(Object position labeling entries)

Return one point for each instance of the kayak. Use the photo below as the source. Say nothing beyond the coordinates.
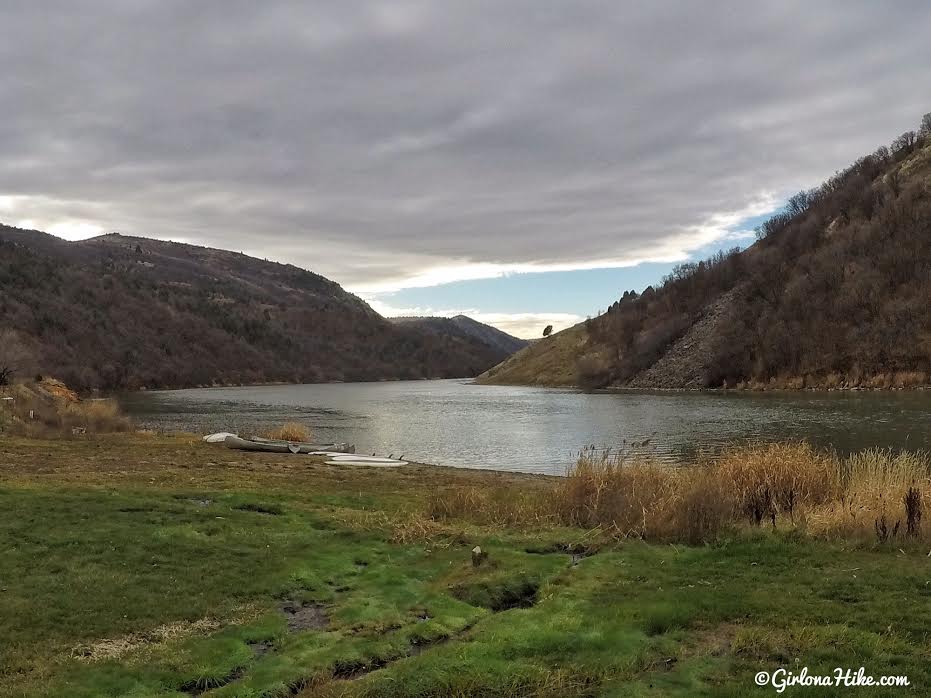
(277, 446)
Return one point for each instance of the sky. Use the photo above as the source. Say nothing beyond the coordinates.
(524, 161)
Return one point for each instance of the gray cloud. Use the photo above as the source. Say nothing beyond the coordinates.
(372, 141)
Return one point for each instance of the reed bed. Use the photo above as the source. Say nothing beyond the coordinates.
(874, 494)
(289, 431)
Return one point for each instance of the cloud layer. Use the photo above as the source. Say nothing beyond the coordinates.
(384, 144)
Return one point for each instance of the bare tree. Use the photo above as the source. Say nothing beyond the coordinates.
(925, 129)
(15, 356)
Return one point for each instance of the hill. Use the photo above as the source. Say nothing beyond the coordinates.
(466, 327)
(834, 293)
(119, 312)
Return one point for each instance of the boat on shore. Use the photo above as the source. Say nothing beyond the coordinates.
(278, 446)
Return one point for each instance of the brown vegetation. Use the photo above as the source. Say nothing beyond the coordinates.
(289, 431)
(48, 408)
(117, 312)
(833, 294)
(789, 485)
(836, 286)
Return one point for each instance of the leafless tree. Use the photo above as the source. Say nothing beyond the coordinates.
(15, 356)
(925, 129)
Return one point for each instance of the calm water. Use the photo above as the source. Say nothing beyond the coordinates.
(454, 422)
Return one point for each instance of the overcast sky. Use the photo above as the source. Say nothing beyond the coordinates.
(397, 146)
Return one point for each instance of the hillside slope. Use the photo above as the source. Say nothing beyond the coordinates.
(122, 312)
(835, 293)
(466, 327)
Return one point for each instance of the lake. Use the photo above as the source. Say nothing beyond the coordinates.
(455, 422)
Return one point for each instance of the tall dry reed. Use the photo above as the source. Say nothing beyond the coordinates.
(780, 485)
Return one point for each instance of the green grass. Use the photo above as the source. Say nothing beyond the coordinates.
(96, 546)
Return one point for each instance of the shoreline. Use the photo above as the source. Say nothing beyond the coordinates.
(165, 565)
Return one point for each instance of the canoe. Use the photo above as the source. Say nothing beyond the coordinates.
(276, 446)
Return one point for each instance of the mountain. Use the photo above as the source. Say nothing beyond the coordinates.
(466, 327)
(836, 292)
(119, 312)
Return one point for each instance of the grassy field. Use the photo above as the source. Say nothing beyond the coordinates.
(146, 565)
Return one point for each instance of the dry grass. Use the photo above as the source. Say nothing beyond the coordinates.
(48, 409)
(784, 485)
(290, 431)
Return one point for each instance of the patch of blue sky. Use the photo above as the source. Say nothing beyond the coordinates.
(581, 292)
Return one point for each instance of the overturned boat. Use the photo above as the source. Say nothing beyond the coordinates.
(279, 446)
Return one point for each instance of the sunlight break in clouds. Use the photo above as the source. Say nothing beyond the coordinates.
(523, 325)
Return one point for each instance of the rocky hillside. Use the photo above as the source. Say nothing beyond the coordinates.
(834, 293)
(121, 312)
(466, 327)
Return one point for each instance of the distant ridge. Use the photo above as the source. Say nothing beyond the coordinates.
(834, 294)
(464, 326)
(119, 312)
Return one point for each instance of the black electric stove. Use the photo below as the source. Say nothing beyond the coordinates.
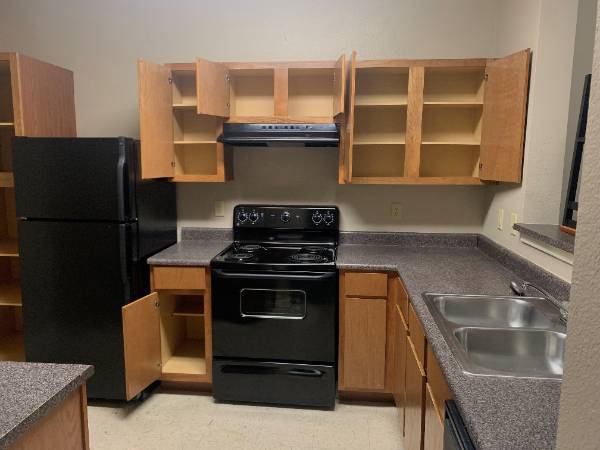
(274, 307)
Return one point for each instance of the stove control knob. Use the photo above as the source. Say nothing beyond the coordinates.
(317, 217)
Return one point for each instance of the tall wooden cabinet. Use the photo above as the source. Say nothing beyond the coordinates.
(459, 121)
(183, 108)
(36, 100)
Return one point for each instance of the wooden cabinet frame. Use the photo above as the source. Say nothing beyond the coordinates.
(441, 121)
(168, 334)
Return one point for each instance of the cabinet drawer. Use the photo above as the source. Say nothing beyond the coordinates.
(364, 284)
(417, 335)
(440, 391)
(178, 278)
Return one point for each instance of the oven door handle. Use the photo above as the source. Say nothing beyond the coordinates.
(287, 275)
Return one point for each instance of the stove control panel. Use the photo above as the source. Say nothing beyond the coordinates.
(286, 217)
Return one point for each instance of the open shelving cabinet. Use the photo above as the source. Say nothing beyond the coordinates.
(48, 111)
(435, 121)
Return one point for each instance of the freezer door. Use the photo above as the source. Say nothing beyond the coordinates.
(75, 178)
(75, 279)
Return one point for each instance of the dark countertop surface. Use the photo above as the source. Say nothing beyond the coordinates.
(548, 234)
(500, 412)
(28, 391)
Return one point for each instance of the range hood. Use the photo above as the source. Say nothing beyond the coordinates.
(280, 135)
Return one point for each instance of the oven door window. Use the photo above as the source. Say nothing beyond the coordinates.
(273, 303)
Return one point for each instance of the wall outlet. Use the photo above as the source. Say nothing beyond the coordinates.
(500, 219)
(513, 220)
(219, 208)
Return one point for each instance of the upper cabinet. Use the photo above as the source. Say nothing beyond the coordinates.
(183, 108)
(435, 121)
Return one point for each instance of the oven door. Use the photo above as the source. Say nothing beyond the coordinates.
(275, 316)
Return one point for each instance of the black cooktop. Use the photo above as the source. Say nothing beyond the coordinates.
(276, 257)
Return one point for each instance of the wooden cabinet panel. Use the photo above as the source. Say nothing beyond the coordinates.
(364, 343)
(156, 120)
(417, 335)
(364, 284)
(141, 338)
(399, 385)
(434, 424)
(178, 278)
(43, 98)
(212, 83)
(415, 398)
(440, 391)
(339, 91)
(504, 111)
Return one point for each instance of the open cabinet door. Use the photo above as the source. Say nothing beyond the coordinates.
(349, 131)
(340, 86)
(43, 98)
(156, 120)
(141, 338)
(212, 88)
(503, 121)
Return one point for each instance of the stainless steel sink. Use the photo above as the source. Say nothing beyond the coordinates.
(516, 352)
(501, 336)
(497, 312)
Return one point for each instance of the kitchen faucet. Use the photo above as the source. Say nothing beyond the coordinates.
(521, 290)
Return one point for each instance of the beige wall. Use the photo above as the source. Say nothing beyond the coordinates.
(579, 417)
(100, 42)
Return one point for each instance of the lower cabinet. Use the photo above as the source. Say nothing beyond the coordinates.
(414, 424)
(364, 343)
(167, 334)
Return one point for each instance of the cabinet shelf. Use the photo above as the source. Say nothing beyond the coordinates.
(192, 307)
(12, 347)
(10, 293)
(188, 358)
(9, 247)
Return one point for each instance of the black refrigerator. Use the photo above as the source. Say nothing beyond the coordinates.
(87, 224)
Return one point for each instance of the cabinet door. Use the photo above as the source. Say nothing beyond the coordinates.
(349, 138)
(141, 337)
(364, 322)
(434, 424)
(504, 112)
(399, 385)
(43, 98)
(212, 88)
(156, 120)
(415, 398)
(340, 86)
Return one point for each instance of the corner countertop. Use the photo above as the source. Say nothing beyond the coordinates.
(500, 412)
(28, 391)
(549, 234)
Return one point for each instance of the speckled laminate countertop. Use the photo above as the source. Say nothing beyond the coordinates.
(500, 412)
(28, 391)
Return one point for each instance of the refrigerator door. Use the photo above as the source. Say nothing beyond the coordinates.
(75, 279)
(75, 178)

> **Aim**:
Copy every row above word for word, leaving out the pictures.

> **Exercise answer**:
Return one point for each instance of the kayak. Use the photo below as the source. Say nothing beyond the coordinates.
(277, 446)
Return one point for each instance of the sky. Use the photo above as the source. Say nothing beyond the coordinates.
(524, 161)
Return one point for each instance of the gray cloud. Use the photo above as the source. Say nothing beyond the coordinates.
(372, 141)
Return one point for each instance of the reed bed. Use the photo above as the source. Say nothing beyond the coordinates.
(874, 494)
(289, 431)
Return one point for each instance of the cloud layer. Use the photo above as the source. Say nothing beyond the coordinates.
(384, 144)
Return one point for each instance of the bare tree. Use the photo above as the source. Say nothing beyond the coordinates.
(925, 129)
(15, 356)
Return one point for each instance of the hill. Use the photo above as the source. Say nothing beyond the coordinates.
(466, 327)
(834, 293)
(119, 312)
Return one point for each instance of the boat on shore. Use the photo above as the source. Say nothing beyond the coordinates.
(278, 446)
Return one point for each instance of the brown vegetation. Use the photo above as the source. Say nothing beyond the coordinates.
(289, 431)
(48, 408)
(117, 312)
(833, 294)
(789, 485)
(836, 286)
Return one point for each instance of the leafless tree. Use the photo above as the source. Say nothing beyond the coordinates.
(15, 356)
(925, 129)
Return one point for each instance of the calm water. Use the photo above as the source. Say nothing beyond the coordinates.
(454, 422)
Return one point for each instance of the overcast sky. Use the photo above as the source. Say nothing beyond the coordinates.
(397, 146)
Return one point for each instance of the hillside slope. Use the photo above as the source. Say nothing beyond the coordinates.
(122, 312)
(835, 293)
(466, 327)
Return one point for each instance of the lake. Use the photo above as the source. Say nothing beyond the coordinates.
(455, 422)
Return one point for each instance of the tall dry reed. Use the photo above as the source. Say nothing beyond the coordinates.
(780, 485)
Return one point for each instance of the green grass. Use the photo above as the source. Say nothing beyond the coordinates.
(96, 546)
Return one point for each instance of the shoreline. Use the photo above as the source. Say nothing beyond the coordinates.
(165, 565)
Return one point for each instance of the canoe. Use the photo above as the source. Say nothing beyond the coordinates.
(276, 446)
Return one point for each instance of the mountain. Use the photo above as the source. Say nothing beyond the coordinates.
(466, 327)
(836, 292)
(119, 312)
Return one point for each instance of the grassy field. Use the photo above as the source. Say nothing beyond the coordinates.
(146, 565)
Return one point for each instance of the dry grass. Use the photo above as the source. Say nothing beyond the coordinates.
(48, 409)
(784, 485)
(290, 431)
Return one point for each instance of the patch of blue sky. Use the photo above as the source. Say nothing beyond the coordinates.
(581, 292)
Return one point for each instance of the overturned boat. Use the photo above as the source. Say nothing beyond the coordinates.
(279, 446)
Return one point for each instance of the sunlight break in clouds. Use the photo above as the source. Say nothing beyond the coordinates.
(523, 325)
Return one point for each instance of the rocky hillside. Use the photo above as the source. Say nothing beyond the coordinates.
(834, 293)
(121, 312)
(466, 327)
Return one point for each instance of the distant ridge. Use the photo above as the source. Say nothing beyond the coordinates.
(834, 294)
(464, 326)
(119, 312)
Return one point for each instance of the black electric stove. Use the photo below as the source. Say nothing beyond the coordinates.
(274, 307)
Return one point for each instance of the stove control knob. Use the photo above as the source. Say nothing beyond the coordinates.
(317, 217)
Return one point for each instance of the tall wooden cabinet. Use the photo above as the source. Say nothing beyond the coordinates.
(459, 121)
(183, 108)
(36, 100)
Return one point for each instance of the wooden cabinet frame. Use the photo above as the source. Say nothing beyond the coordinates.
(441, 121)
(168, 334)
Return one point for each instance of the cabinet drawer. Use the photo above as the source. Say nothing beyond the coordinates.
(364, 284)
(417, 335)
(440, 391)
(178, 278)
Return one point for each instance of the oven door handle. Use the photo above as the source. Say nothing beyond the coordinates.
(287, 275)
Return one point for each instance of the stove control panel. Use the photo above as the source. Say nothing beyond the coordinates.
(286, 217)
Return one point for each instance of the open shelving cabinet. Use the photo above as the source. Say nothing beyond the coordinates.
(48, 111)
(435, 121)
Return one point for each instance of the freezer door. Use the photo above as the source. Say nothing beyond the coordinates.
(75, 178)
(75, 279)
Return one point for each instance of the dark countertop surface. Use the photo above as the source. Say nothing beyond the coordinates.
(548, 234)
(500, 412)
(28, 391)
Return one point for each instance of the range hood. Use the photo above as the source. Say nothing beyond the coordinates.
(280, 135)
Return one point for each instance of the oven door window. Use the photo above as the source. Say nothing beyond the coordinates.
(273, 303)
Return one point for each instance of the wall outlet. Use the photo above as the source. Say nothing beyond the coordinates.
(500, 219)
(513, 220)
(219, 208)
Return one point for each instance of the upper cabinet. Use the photo above as the source. Say nothing beyond the coordinates.
(183, 108)
(435, 121)
Return one point for each instance of the oven door. Use the photo above as the source. Say nothing beyond the coordinates.
(275, 316)
Return one point for each instance of the black cooktop. Use the photo above as the source. Say nothing beyond the coordinates.
(276, 257)
Return one point for each instance of the wooden cabinet panel. Use the photo above as the source. Say nothing beyond the coordinates.
(364, 343)
(156, 120)
(417, 335)
(364, 284)
(141, 338)
(399, 385)
(434, 424)
(178, 278)
(43, 98)
(212, 83)
(415, 398)
(440, 391)
(339, 91)
(504, 111)
Return one point for each instance of the open cabinet door. Use the photo above as the source. Say nothing beyond the coordinates.
(349, 131)
(340, 86)
(43, 98)
(156, 120)
(141, 338)
(212, 88)
(503, 121)
Return one point for each instance of the stainless steel sink. Use the photo above as the source. Say nothing beyond the coordinates.
(516, 352)
(501, 336)
(497, 312)
Return one point for each instance of the kitchen faucet. Use the photo above as the source. Say nothing beyond the coordinates.
(521, 290)
Return one point for each instance of the beige wall. Use the photo above as the source. Say nothing beyond the coordinates.
(579, 417)
(100, 42)
Return one point for each instance of the lower cabinet. Use the photo above as the source. Say nothing beyond the coordinates.
(414, 424)
(364, 343)
(167, 334)
Return one point for each instance of the cabinet shelf. Use the photo above as the source. Say nothing beyond the coordinates.
(192, 307)
(12, 347)
(10, 293)
(188, 358)
(9, 247)
Return one point for each instance of the black refrigerator. Use the photo above as the source. Say nothing beyond the coordinates.
(87, 224)
Return one point for each instance of the cabinet door. Use the photo above as the source. Say nothing beyond the coordinates.
(349, 138)
(141, 337)
(364, 322)
(434, 424)
(504, 112)
(399, 385)
(43, 98)
(212, 88)
(156, 120)
(415, 398)
(340, 86)
Return one point for each instance of the corner countertop. Use the photo above as the source. Say nothing beyond the coordinates.
(500, 412)
(28, 391)
(549, 234)
Return one point for each instance of the speckled laminate countertop. Use the photo above as the source. Say nothing beyond the coordinates.
(500, 412)
(28, 391)
Return one point for each instance of the refrigerator door. Use the photo above as the source. Say nothing beyond the coordinates.
(75, 279)
(75, 178)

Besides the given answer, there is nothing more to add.